Instructions to follow |
Render the rows from the beginning through the line containing "81), (205, 79)]", inclusive, as a numbered list with blank lines omitted. Leave the pictures out.

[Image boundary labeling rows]
::::

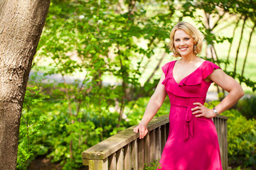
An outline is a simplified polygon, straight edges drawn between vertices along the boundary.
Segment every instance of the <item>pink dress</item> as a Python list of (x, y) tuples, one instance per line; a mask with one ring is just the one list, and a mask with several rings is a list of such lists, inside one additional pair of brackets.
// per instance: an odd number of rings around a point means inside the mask
[(220, 69), (205, 61), (178, 84), (173, 76), (176, 61), (162, 67), (165, 79), (162, 84), (171, 102), (169, 133), (160, 164), (161, 170), (222, 169), (217, 131), (212, 119), (196, 118), (191, 108), (195, 102), (203, 105), (212, 81), (205, 79)]

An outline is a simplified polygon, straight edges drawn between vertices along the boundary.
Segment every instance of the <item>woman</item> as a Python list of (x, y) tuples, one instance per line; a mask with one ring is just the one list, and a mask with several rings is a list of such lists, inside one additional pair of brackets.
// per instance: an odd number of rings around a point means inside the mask
[[(169, 134), (160, 166), (165, 169), (222, 169), (217, 132), (212, 118), (233, 106), (243, 95), (240, 84), (218, 66), (197, 56), (203, 35), (188, 23), (171, 33), (170, 48), (181, 59), (162, 67), (163, 74), (134, 132), (143, 138), (146, 125), (168, 94), (171, 101)], [(212, 82), (229, 92), (213, 109), (203, 106)]]

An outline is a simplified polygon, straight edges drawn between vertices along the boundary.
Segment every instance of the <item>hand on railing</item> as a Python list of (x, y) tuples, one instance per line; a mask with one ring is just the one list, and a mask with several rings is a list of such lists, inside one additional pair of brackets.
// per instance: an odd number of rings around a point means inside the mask
[(146, 125), (139, 124), (134, 129), (134, 132), (136, 133), (139, 132), (139, 139), (144, 138), (148, 133), (148, 129)]

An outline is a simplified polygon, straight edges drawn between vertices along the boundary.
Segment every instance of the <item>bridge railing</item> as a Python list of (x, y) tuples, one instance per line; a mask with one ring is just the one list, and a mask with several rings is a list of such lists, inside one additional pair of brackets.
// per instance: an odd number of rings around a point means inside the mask
[[(227, 118), (213, 118), (218, 135), (223, 169), (228, 169)], [(167, 140), (169, 115), (153, 118), (149, 133), (139, 140), (132, 126), (113, 135), (82, 153), (83, 165), (90, 170), (141, 170), (144, 164), (159, 159)]]

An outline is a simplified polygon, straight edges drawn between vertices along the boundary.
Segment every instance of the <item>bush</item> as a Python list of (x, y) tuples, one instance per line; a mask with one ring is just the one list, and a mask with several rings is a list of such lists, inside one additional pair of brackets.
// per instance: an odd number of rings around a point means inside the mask
[[(219, 101), (206, 103), (213, 108)], [(228, 119), (228, 164), (232, 166), (256, 166), (256, 120), (247, 120), (235, 109), (228, 110), (221, 115)]]
[(238, 109), (247, 119), (256, 119), (256, 96), (240, 100), (238, 104)]

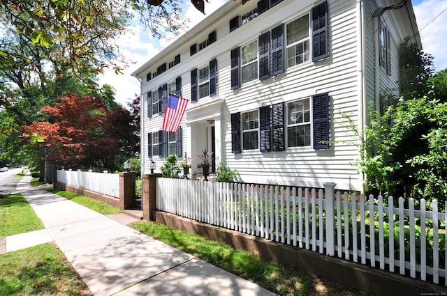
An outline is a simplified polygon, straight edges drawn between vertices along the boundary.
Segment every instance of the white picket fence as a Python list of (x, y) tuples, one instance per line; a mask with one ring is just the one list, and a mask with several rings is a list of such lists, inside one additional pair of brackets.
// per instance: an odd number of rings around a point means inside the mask
[(91, 171), (57, 170), (57, 182), (119, 198), (119, 175)]
[(415, 210), (412, 198), (335, 194), (334, 183), (318, 191), (168, 178), (156, 184), (159, 210), (447, 286), (447, 217), (436, 201), (431, 211), (423, 199)]

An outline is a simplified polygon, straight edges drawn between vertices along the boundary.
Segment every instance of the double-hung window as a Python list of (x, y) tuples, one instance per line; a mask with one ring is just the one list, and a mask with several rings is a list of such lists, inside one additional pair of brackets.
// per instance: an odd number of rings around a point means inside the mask
[(175, 95), (175, 82), (168, 84), (168, 94)]
[(258, 79), (258, 41), (241, 47), (242, 84)]
[(287, 146), (311, 145), (310, 99), (306, 98), (287, 104)]
[(242, 114), (242, 148), (254, 150), (259, 148), (259, 114), (258, 110)]
[(177, 155), (177, 133), (168, 132), (168, 155)]
[(286, 28), (287, 67), (309, 61), (309, 15), (291, 22), (286, 25)]
[(152, 92), (152, 115), (159, 114), (159, 90)]
[(198, 98), (210, 95), (210, 67), (208, 65), (198, 69)]
[(159, 155), (160, 154), (159, 150), (159, 133), (158, 132), (153, 132), (152, 134), (152, 155)]

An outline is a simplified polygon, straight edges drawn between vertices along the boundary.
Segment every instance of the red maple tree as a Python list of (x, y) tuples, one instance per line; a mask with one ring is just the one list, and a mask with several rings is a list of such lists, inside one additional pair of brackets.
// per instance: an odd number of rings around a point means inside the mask
[(24, 140), (40, 137), (47, 161), (77, 169), (89, 169), (101, 164), (110, 167), (113, 157), (129, 149), (129, 137), (134, 131), (132, 118), (122, 107), (108, 111), (100, 98), (68, 94), (58, 98), (54, 107), (42, 109), (50, 122), (22, 127)]

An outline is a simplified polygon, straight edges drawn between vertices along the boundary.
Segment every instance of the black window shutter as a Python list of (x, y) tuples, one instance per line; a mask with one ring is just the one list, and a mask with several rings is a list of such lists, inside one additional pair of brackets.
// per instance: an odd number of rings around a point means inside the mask
[(210, 61), (210, 96), (217, 93), (217, 59)]
[(272, 118), (273, 151), (284, 151), (286, 150), (284, 102), (272, 106)]
[(178, 130), (175, 133), (175, 154), (177, 156), (182, 157), (182, 127), (179, 127)]
[(231, 114), (231, 153), (240, 153), (240, 113)]
[(147, 117), (152, 117), (152, 92), (147, 93)]
[(152, 157), (152, 134), (147, 134), (147, 156), (149, 158)]
[(189, 47), (189, 55), (193, 56), (197, 52), (197, 43), (194, 43)]
[(329, 94), (314, 95), (314, 149), (329, 148)]
[(175, 95), (182, 96), (182, 77), (175, 79)]
[(272, 75), (277, 75), (284, 72), (284, 25), (272, 29)]
[(259, 79), (265, 79), (270, 76), (270, 31), (259, 36)]
[(270, 8), (275, 6), (282, 2), (282, 0), (272, 0), (270, 1)]
[(165, 156), (163, 151), (164, 135), (165, 135), (164, 130), (159, 131), (159, 156), (161, 157), (163, 157), (163, 156)]
[(328, 1), (312, 8), (312, 61), (327, 58), (328, 51)]
[(216, 30), (214, 30), (208, 35), (208, 45), (215, 42), (217, 40), (217, 36), (216, 35)]
[(240, 87), (240, 47), (231, 50), (231, 89)]
[(163, 86), (159, 87), (159, 114), (163, 113)]
[(270, 106), (259, 108), (259, 139), (261, 139), (261, 152), (272, 151), (272, 109)]
[(197, 102), (197, 69), (191, 71), (191, 100)]
[(269, 0), (261, 0), (258, 2), (258, 13), (261, 14), (268, 10)]
[(233, 32), (237, 28), (239, 28), (239, 15), (230, 20), (230, 32)]

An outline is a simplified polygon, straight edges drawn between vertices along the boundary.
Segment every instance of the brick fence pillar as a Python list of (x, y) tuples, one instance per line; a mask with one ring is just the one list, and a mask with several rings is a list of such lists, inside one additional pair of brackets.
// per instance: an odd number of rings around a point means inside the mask
[(156, 212), (156, 178), (160, 173), (145, 173), (142, 175), (142, 219), (155, 221)]
[(135, 206), (135, 173), (119, 173), (119, 209), (132, 209)]

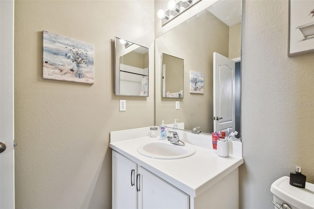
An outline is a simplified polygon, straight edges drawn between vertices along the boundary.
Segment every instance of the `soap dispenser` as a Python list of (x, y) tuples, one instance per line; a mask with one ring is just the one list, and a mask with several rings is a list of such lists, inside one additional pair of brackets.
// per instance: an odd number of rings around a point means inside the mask
[(306, 176), (301, 173), (301, 167), (296, 166), (295, 172), (290, 173), (290, 185), (300, 188), (305, 188)]
[(166, 131), (166, 127), (165, 127), (165, 124), (162, 121), (161, 126), (160, 127), (160, 139), (165, 140), (167, 138), (167, 131)]
[(178, 124), (177, 123), (177, 120), (178, 120), (178, 119), (175, 119), (175, 122), (173, 124), (173, 130), (174, 130), (178, 129)]

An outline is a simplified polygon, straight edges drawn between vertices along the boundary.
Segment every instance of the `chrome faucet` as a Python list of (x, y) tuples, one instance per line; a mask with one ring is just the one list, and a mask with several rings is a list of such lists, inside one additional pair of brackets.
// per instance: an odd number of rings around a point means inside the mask
[(179, 135), (178, 135), (177, 132), (170, 131), (169, 132), (171, 136), (168, 136), (168, 141), (170, 141), (171, 144), (180, 146), (184, 146), (185, 145), (183, 142), (179, 139)]
[(193, 130), (192, 130), (192, 133), (196, 133), (197, 134), (199, 134), (201, 132), (202, 132), (202, 131), (200, 130), (199, 126), (194, 128), (193, 129)]

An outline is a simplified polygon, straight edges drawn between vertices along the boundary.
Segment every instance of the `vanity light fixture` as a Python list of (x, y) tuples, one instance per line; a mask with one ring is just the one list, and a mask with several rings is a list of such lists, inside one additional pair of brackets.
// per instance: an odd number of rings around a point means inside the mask
[(181, 0), (182, 1), (186, 2), (189, 5), (193, 4), (193, 0)]
[(178, 13), (180, 13), (181, 12), (180, 7), (177, 5), (176, 1), (175, 1), (174, 0), (170, 0), (168, 2), (167, 7), (168, 9), (169, 10), (174, 11)]
[(165, 12), (163, 9), (159, 9), (157, 12), (157, 17), (161, 19), (161, 25), (163, 26), (201, 0), (181, 0), (176, 3), (175, 0), (170, 0), (167, 4), (168, 10)]
[(170, 16), (167, 14), (166, 14), (163, 9), (159, 9), (157, 12), (157, 17), (159, 19), (165, 19), (166, 20), (169, 20)]

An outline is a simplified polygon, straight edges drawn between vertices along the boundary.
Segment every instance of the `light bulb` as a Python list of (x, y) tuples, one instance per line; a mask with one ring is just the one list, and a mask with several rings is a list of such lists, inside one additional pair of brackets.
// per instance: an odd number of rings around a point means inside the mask
[(165, 11), (162, 9), (159, 9), (157, 12), (157, 17), (159, 19), (163, 19), (166, 17), (166, 14), (165, 14)]
[(176, 1), (174, 0), (170, 0), (168, 2), (167, 7), (169, 10), (174, 10), (176, 9)]

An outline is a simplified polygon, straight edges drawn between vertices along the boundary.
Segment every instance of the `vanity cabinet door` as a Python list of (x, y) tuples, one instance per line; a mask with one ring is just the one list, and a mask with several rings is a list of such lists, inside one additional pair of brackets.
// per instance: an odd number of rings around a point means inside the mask
[(138, 173), (139, 209), (189, 208), (188, 195), (142, 166), (138, 167)]
[(112, 209), (137, 209), (137, 164), (112, 151)]

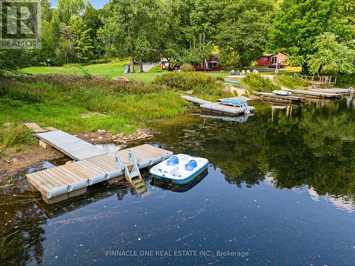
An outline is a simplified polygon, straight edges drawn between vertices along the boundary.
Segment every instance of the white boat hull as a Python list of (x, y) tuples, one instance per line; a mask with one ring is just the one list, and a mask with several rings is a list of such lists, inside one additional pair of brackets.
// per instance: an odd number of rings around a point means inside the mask
[(207, 159), (178, 154), (156, 165), (150, 172), (155, 178), (186, 184), (204, 172), (208, 164)]

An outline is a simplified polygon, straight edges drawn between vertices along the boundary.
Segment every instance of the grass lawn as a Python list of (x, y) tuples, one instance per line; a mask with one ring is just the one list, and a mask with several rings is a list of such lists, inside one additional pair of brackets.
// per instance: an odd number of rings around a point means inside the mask
[[(121, 63), (106, 63), (106, 64), (94, 64), (86, 65), (82, 67), (89, 74), (94, 74), (99, 77), (105, 77), (109, 78), (115, 78), (117, 77), (124, 77), (131, 79), (143, 80), (145, 82), (150, 83), (154, 78), (167, 72), (148, 72), (144, 73), (129, 73), (124, 74), (124, 66)], [(134, 67), (138, 72), (139, 67), (137, 65)], [(26, 74), (84, 74), (82, 69), (78, 67), (31, 67), (23, 68), (21, 70), (22, 73)], [(227, 72), (206, 72), (207, 74), (212, 76), (226, 76)]]

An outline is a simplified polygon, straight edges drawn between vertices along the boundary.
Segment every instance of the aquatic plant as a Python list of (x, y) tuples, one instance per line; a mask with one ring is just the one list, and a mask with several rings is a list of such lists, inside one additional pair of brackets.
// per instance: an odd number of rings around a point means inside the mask
[(260, 74), (247, 73), (243, 78), (243, 84), (248, 85), (249, 89), (256, 92), (272, 92), (280, 89), (280, 87), (273, 84), (270, 79), (262, 77)]

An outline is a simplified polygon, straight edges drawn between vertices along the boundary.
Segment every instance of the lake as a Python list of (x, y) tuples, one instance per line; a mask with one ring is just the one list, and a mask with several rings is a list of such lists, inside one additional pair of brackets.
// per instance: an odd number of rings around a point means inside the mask
[(0, 264), (355, 265), (354, 102), (255, 106), (151, 124), (144, 143), (209, 160), (186, 185), (146, 170), (145, 197), (121, 182), (52, 206), (23, 177), (1, 188)]

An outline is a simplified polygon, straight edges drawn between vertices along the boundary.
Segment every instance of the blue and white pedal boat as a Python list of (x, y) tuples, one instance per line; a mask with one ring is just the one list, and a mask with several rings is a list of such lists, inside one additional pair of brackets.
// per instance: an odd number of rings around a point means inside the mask
[(207, 159), (178, 154), (158, 163), (149, 172), (155, 178), (186, 184), (204, 172), (208, 164)]

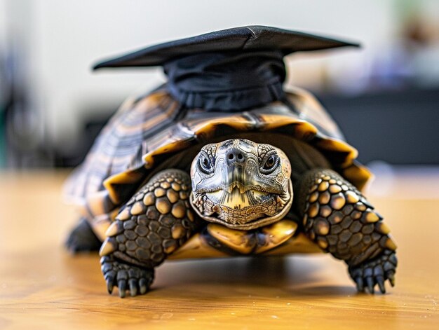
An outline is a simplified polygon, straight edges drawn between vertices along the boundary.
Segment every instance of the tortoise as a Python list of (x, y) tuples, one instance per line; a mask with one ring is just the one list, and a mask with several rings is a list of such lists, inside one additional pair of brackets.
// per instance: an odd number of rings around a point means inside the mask
[(329, 252), (359, 291), (394, 284), (396, 246), (361, 193), (369, 170), (283, 57), (356, 43), (250, 26), (162, 43), (95, 68), (163, 65), (66, 186), (82, 220), (68, 247), (97, 250), (107, 289), (148, 291), (166, 259)]

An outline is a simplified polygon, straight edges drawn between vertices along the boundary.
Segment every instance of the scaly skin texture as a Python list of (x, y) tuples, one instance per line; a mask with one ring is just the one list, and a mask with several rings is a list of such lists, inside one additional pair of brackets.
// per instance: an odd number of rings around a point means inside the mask
[(281, 149), (244, 139), (204, 146), (191, 167), (191, 203), (204, 220), (238, 230), (273, 224), (292, 200), (291, 165)]
[(330, 170), (308, 172), (299, 184), (305, 232), (324, 251), (346, 261), (359, 291), (393, 286), (396, 245), (382, 217), (352, 184)]
[(189, 176), (179, 170), (158, 173), (128, 201), (107, 231), (100, 255), (112, 293), (145, 294), (154, 268), (182, 245), (199, 226), (189, 203)]

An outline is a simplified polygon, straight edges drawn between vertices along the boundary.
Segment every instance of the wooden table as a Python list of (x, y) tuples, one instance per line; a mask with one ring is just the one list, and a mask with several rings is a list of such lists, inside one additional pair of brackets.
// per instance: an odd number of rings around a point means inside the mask
[(0, 174), (0, 329), (439, 329), (437, 195), (371, 196), (399, 246), (385, 295), (357, 294), (345, 266), (318, 254), (168, 262), (149, 294), (120, 299), (97, 254), (63, 249), (76, 221), (65, 176)]

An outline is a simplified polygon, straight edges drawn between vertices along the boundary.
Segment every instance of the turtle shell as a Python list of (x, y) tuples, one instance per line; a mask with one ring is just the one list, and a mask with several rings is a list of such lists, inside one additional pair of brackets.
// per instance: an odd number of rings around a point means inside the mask
[(71, 175), (65, 193), (103, 239), (119, 208), (158, 171), (189, 172), (203, 145), (241, 137), (284, 151), (294, 149), (300, 159), (292, 163), (295, 175), (329, 167), (362, 190), (370, 173), (356, 160), (356, 149), (344, 140), (325, 110), (303, 90), (295, 88), (287, 96), (285, 102), (242, 112), (182, 109), (166, 86), (130, 99)]

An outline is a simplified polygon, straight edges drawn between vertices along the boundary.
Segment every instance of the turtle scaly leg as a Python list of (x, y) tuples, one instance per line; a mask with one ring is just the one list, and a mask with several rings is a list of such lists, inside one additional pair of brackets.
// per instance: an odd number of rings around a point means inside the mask
[(153, 177), (121, 209), (100, 249), (102, 270), (111, 294), (144, 294), (154, 267), (180, 247), (198, 226), (189, 203), (189, 176), (166, 170)]
[(313, 170), (299, 184), (305, 232), (324, 251), (346, 261), (359, 291), (393, 286), (396, 245), (382, 217), (352, 184), (330, 170)]

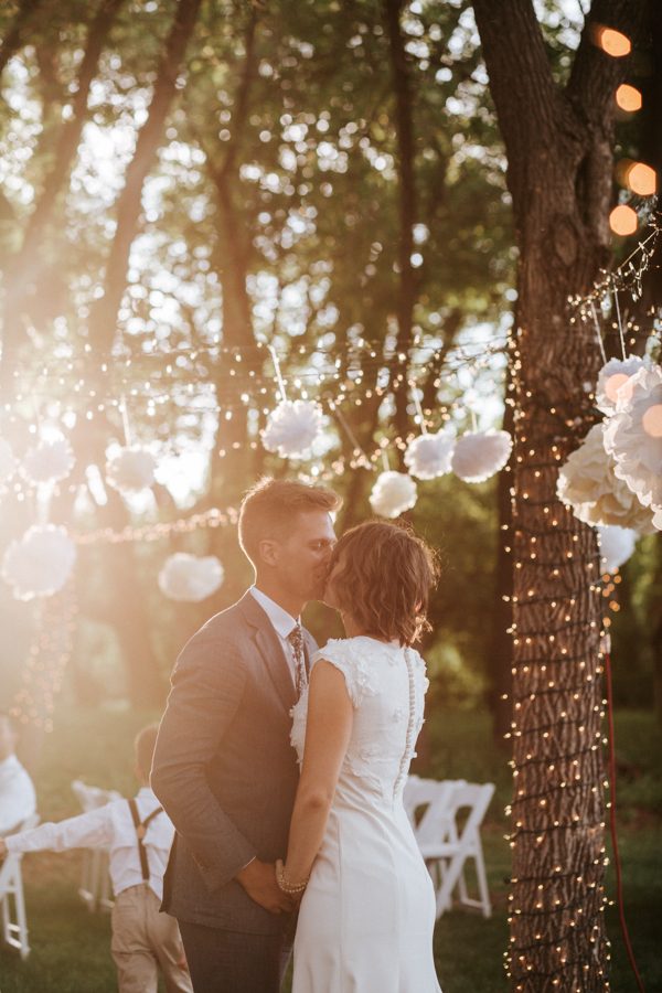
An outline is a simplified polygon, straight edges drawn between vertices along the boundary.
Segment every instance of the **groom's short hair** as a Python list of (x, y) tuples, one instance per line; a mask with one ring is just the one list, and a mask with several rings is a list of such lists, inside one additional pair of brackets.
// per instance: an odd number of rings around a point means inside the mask
[(245, 494), (239, 510), (239, 544), (253, 565), (257, 564), (259, 543), (279, 538), (292, 526), (299, 513), (337, 511), (342, 503), (327, 487), (309, 485), (296, 479), (265, 477)]

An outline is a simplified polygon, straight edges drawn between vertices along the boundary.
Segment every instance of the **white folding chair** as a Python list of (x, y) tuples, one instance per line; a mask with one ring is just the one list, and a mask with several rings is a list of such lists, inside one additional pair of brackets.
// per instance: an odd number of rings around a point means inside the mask
[[(36, 828), (39, 815), (33, 814), (20, 826), (20, 831)], [(21, 875), (20, 853), (10, 854), (0, 865), (0, 906), (2, 907), (2, 938), (6, 944), (17, 948), (21, 959), (25, 961), (30, 954), (28, 941), (28, 918), (25, 916), (25, 897), (23, 895), (23, 876)]]
[[(430, 803), (419, 824), (416, 840), (433, 880), (435, 875), (437, 877), (437, 919), (450, 909), (456, 886), (460, 905), (481, 910), (483, 917), (492, 915), (480, 826), (493, 794), (492, 782), (451, 781), (446, 794)], [(458, 811), (465, 808), (469, 813), (459, 826)], [(468, 894), (465, 866), (469, 859), (473, 859), (476, 866), (478, 899)]]
[[(97, 807), (104, 807), (111, 800), (121, 799), (120, 793), (115, 790), (102, 790), (99, 787), (90, 787), (79, 779), (74, 779), (72, 790), (85, 813), (88, 810), (95, 810)], [(108, 874), (108, 851), (106, 848), (85, 848), (83, 852), (78, 896), (90, 914), (99, 907), (105, 910), (113, 909), (110, 876)]]

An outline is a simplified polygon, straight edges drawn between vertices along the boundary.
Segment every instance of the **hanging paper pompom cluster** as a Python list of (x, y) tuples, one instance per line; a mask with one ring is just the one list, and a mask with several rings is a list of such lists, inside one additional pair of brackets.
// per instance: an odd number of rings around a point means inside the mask
[(450, 472), (455, 435), (448, 430), (419, 435), (407, 446), (405, 466), (417, 479), (437, 479)]
[(455, 447), (452, 471), (465, 482), (484, 482), (503, 469), (512, 447), (508, 431), (467, 431)]
[[(624, 395), (623, 391), (627, 391)], [(662, 369), (659, 365), (640, 369), (621, 387), (604, 440), (618, 479), (627, 483), (643, 506), (662, 508)]]
[(171, 600), (195, 604), (216, 592), (223, 578), (223, 566), (215, 555), (177, 552), (159, 573), (159, 588)]
[(370, 494), (370, 505), (382, 517), (397, 517), (416, 503), (416, 483), (406, 472), (382, 472)]
[(21, 462), (21, 476), (32, 483), (60, 482), (70, 474), (76, 459), (66, 438), (40, 441)]
[(631, 527), (598, 527), (600, 562), (604, 573), (615, 573), (630, 558), (637, 544), (638, 533)]
[(18, 600), (50, 597), (64, 587), (75, 562), (76, 546), (65, 527), (34, 525), (8, 546), (2, 576)]
[(560, 468), (558, 498), (587, 524), (662, 530), (662, 369), (612, 359), (597, 396), (608, 416)]
[(311, 401), (282, 401), (267, 419), (263, 445), (284, 459), (300, 459), (319, 437), (322, 408)]

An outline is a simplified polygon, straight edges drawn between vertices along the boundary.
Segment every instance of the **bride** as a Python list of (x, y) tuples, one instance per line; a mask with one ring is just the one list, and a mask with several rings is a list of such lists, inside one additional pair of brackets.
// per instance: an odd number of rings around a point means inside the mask
[(292, 993), (440, 993), (435, 897), (403, 807), (423, 725), (425, 624), (435, 565), (393, 524), (333, 549), (324, 601), (346, 638), (313, 658), (292, 711), (302, 765), (280, 888), (301, 898)]

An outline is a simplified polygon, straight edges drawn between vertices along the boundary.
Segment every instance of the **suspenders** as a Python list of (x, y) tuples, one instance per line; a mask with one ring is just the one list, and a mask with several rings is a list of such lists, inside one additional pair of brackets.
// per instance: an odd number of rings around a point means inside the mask
[(158, 816), (160, 813), (163, 813), (162, 807), (157, 807), (156, 810), (152, 810), (150, 814), (148, 814), (145, 821), (140, 820), (140, 814), (138, 813), (138, 804), (135, 800), (127, 800), (129, 804), (129, 810), (131, 811), (131, 820), (134, 821), (134, 828), (136, 829), (136, 836), (138, 839), (138, 855), (140, 856), (140, 868), (142, 869), (142, 878), (147, 882), (149, 879), (149, 863), (147, 861), (147, 850), (142, 840), (147, 834), (147, 829), (150, 822)]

::::

Correct result |
1. An outline is a simplified polygon, straight edges drawn between vertices along the boundary.
2. Segment every instance of the <item>pink dress</item> as a Python list of (x, y) tuples, one instance per line; a mask with one ring is just the one list, and a mask with several rings is a list of such lists, inside one additional pair of brackets.
3. // per instance: an odd number of rings around a point means inside the mask
4. [(220, 69), (205, 61), (178, 84), (173, 76), (176, 61), (162, 67), (165, 79), (162, 84), (171, 102), (169, 133), (160, 164), (161, 170), (222, 169), (217, 131), (212, 119), (196, 118), (191, 108), (195, 102), (203, 105), (212, 81), (205, 79)]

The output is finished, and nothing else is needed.